══ Source records

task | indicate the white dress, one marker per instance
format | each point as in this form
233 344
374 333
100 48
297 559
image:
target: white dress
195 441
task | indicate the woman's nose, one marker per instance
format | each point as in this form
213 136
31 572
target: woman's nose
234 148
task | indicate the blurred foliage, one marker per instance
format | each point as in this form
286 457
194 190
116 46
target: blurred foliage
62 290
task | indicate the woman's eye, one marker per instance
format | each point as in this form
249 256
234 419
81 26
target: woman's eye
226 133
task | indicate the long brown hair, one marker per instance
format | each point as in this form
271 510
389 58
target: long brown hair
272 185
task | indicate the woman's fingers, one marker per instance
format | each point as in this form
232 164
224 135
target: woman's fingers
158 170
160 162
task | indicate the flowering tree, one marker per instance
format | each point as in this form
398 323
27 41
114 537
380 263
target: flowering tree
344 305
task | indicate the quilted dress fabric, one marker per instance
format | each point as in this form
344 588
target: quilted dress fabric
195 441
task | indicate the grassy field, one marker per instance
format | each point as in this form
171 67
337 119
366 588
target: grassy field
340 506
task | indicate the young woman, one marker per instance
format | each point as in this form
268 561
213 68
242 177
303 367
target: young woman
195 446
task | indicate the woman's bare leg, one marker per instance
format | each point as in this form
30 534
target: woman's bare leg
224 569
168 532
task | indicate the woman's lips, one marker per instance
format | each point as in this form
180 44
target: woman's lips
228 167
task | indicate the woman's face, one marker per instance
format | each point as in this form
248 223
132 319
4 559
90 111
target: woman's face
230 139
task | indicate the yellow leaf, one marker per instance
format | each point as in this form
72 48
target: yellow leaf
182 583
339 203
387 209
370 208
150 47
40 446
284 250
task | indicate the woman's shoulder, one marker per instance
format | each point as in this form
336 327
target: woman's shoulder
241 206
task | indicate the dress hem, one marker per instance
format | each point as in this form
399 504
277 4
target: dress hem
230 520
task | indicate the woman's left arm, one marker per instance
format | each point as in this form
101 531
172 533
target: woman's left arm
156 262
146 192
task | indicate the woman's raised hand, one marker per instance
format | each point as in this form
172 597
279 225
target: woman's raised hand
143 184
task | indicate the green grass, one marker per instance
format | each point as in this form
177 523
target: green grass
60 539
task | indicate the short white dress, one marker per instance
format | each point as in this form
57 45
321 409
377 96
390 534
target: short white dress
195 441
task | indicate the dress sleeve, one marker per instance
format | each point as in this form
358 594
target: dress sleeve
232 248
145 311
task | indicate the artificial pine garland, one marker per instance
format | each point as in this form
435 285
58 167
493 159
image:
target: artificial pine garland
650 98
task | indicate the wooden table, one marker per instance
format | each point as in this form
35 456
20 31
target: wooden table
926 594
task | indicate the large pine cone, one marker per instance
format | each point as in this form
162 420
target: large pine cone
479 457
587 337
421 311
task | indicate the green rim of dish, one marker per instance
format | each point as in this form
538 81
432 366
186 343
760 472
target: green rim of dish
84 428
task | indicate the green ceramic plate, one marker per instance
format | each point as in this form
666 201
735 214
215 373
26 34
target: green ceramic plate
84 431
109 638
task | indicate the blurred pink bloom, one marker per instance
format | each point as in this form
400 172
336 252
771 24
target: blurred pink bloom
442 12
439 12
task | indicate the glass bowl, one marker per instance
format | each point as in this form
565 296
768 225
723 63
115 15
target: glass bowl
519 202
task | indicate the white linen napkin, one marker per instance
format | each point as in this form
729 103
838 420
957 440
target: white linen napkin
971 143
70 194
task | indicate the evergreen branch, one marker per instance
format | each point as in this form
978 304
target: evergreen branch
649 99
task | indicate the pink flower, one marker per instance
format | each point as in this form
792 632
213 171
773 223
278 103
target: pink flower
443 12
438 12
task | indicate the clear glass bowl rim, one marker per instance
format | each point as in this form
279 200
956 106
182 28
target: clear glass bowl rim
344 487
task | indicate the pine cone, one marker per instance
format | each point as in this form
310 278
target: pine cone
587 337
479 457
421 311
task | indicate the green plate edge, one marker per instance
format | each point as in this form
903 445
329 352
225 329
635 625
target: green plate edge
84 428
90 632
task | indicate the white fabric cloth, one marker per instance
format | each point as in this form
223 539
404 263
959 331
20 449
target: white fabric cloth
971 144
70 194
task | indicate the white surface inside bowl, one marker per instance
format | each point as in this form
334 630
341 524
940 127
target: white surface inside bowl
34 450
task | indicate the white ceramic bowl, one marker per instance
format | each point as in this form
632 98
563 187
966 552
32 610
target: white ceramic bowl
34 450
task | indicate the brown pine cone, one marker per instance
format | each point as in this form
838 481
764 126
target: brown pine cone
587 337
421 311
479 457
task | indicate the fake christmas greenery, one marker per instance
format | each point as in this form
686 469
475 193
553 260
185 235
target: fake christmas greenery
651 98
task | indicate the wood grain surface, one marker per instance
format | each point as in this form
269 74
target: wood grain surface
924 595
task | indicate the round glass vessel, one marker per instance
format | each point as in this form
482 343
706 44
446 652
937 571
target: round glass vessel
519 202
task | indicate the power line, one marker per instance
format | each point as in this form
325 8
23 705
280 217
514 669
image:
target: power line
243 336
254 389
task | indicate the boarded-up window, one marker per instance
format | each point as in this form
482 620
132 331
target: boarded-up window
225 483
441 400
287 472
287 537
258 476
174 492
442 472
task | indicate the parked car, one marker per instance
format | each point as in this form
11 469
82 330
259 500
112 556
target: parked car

════

[Exercise goal] What do the records say? Quote them all exactly.

[Solution below]
task | indicate the white dress, one marker per instance
format | each point as in this form
233 344
374 333
100 48
297 559
image:
target: white dress
195 441
task | indicate the woman's nose, one marker per instance
format | each point as in this form
213 136
31 572
target: woman's nose
234 148
task | indicate the blurred foliage, one marker per instance
format | each point as in this form
286 457
194 190
116 46
target: blurred foliage
62 290
task | indicate the woman's eye, one marker per instance
format | each point as in this form
249 256
234 419
81 26
target: woman's eye
226 133
task | indicate the long brown hair, one marker per instance
format | each point as in this form
271 510
389 58
target: long brown hair
272 185
task | indicate the woman's fingers, one marker per instance
format | each point as in this form
232 164
224 135
target: woman's fingers
158 170
160 162
task | indicate the flowering tree, one marker per instance
format | each point as in this form
398 323
27 41
114 537
380 263
target: flowering tree
344 305
task | indicate the quilted dress fabric, one marker per instance
format | each point as in this form
344 588
target: quilted dress fabric
195 441
task | indicate the grassy field, one marker per instance
format | each point as in this form
171 67
337 119
366 588
target: grassy field
340 506
task | indicate the young woman, one marker per instance
format | each point as in this form
268 561
213 68
242 177
303 367
target: young woman
195 446
task | indicate the woman's bare leg, one marker per instance
format | each point as in this form
30 534
target: woman's bare leg
224 569
168 532
task | indicate the woman's lips, one marker per instance
format | each point as in this form
180 44
target: woman's lips
228 167
task | indicate the woman's face, one marker per instance
format | each point as in this form
248 223
132 319
4 559
90 111
target: woman's face
230 139
task | indicate the yellow leaf, one marker per instance
format | each point as in this form
72 48
target: yellow leaf
182 583
339 203
387 209
370 208
150 47
40 446
284 250
task | indicate the woman's shoulder, one marker per instance
format | each point as in this form
336 327
target: woman's shoulder
241 206
task | indicate the dress hem, one marker per instance
format | each point as in this form
399 504
277 4
target: dress hem
230 520
task | indicate the woman's left arm, one marker per instance
format | each point as in this form
101 531
172 533
target: woman's left arm
156 262
146 192
task | indicate the woman's raised hand, one marker per instance
format | each point as in this form
172 597
279 225
target: woman's raised hand
143 184
task | indicate the green grass, one marker per instance
format | each point as in this form
177 523
target: green grass
60 539
task | indicate the short white dress, one marker per instance
format | each point as in this form
57 45
321 409
377 96
390 534
target: short white dress
195 441
task | indicate the dress sleeve, one marker per instance
format | each point as in this form
358 594
target: dress sleeve
232 248
145 311
task | indicate the artificial pine garland, one marker per instance
format | each point as in this form
435 285
58 167
493 159
image:
target: artificial pine garland
650 98
task | indicate the wooden table, one marker per instance
format | each point as in this form
35 456
20 31
target: wooden table
926 594
task | indicate the large pine cone, one marker per instance
format | each point as in this form
162 420
target: large pine cone
479 457
587 337
421 311
task | indicate the green rim of dish, one marker per instance
format | each point as in this form
538 81
432 366
186 343
760 472
target: green rim of dish
84 428
task | indicate the green ceramic plate, one marker per instance
format | each point as in this form
666 201
735 214
215 373
26 34
target: green ceramic plate
84 431
109 638
task | indicate the blurred pink bloom, one marker per instance
format | each point as in this form
400 172
336 252
771 24
target: blurred pink bloom
442 12
439 12
task | indicate the glass bowl, one marker per instance
format | each point as in this form
565 296
768 225
723 63
115 15
target: glass bowl
519 202
task | indicate the white linen napkin, one marker per instance
format | each point as in this form
729 103
838 420
957 440
target: white linen napkin
971 143
70 194
task | indicate the evergreen branch, one marker per instance
format | each point as in this form
978 304
target: evergreen branch
649 99
task | indicate the pink flower, one marker per instance
format | each point as in this form
792 632
213 171
773 223
278 103
target: pink flower
443 12
438 12
task | indicate the clear glass bowl rim, one marker per instance
format | each point as in this form
279 200
956 106
182 28
target: clear glass bowl rim
344 487
task | indicate the pine cone, one marker per instance
format | each point as in this form
310 278
target: pine cone
587 337
479 457
421 311
task | indicate the green plate edge, one marker per instance
format | each point as in this form
903 445
329 352
225 329
635 625
target: green plate edge
84 428
90 632
task | indicate the white fabric cloth, one marker per instance
format | each point as in this form
223 539
404 263
959 331
20 449
target: white fabric cloth
971 144
70 194
task | indicate the white surface inside bowl, one marker per instance
format | each point as in this form
334 630
341 524
940 127
target: white surface inside bowl
34 450
task | indicate the white ceramic bowl, one marker per instance
format | each point as in this form
632 98
563 187
966 552
32 610
target: white ceramic bowl
34 450
task | indicate the brown pine cone, one marker per instance
format | each point as in this form
838 481
764 126
target: brown pine cone
587 337
421 311
479 457
task | indicate the fake christmas greenery, one marker per instance
format | each point as in this form
686 469
475 193
553 260
185 235
target: fake christmas greenery
651 98
task | indicate the wood grain surface, one marker per instance
format | each point as in this form
269 74
target: wood grain surface
924 595
task | indicate the round glass vessel, one marker per instance
format | each point as in this form
482 343
706 44
446 652
937 571
target: round glass vessel
519 202
task | indicate the power line, one marker per instance
format | each point as in this form
325 8
23 705
280 217
514 669
image:
target: power line
243 336
254 389
task | indicate the boarded-up window, one marker per instance
format | each point as in this form
482 620
132 331
target: boarded-up window
225 483
441 400
287 472
287 537
258 476
174 492
442 472
task | indicate the parked car, one marker per instance
format | each point as in this form
11 469
82 330
259 500
112 556
target: parked car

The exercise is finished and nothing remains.